── RAW DATA ──
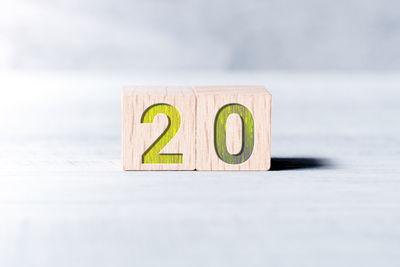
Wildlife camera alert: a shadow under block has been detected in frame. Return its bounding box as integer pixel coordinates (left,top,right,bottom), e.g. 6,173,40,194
194,86,271,170
122,86,196,170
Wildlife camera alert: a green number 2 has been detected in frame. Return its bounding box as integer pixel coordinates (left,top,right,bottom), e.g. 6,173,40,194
214,104,254,164
141,104,183,164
───
■ **THE PROBLEM**
Reproduce every line above word for word, but leave out the pictures.

■ **WORKED SOLUTION**
Wildlife camera alert: a shadow under block has been detected in frame. Return its bounding box as integer pixel coordinates (left,top,right,bottom), e.g. 6,173,40,194
194,86,271,170
122,86,196,170
Wildlife camera alert: a green number 2 has been detected in frame. Return its bounding box as integer pixel coordinates (left,top,right,bottom), e.g. 6,173,40,194
214,104,254,164
141,104,183,164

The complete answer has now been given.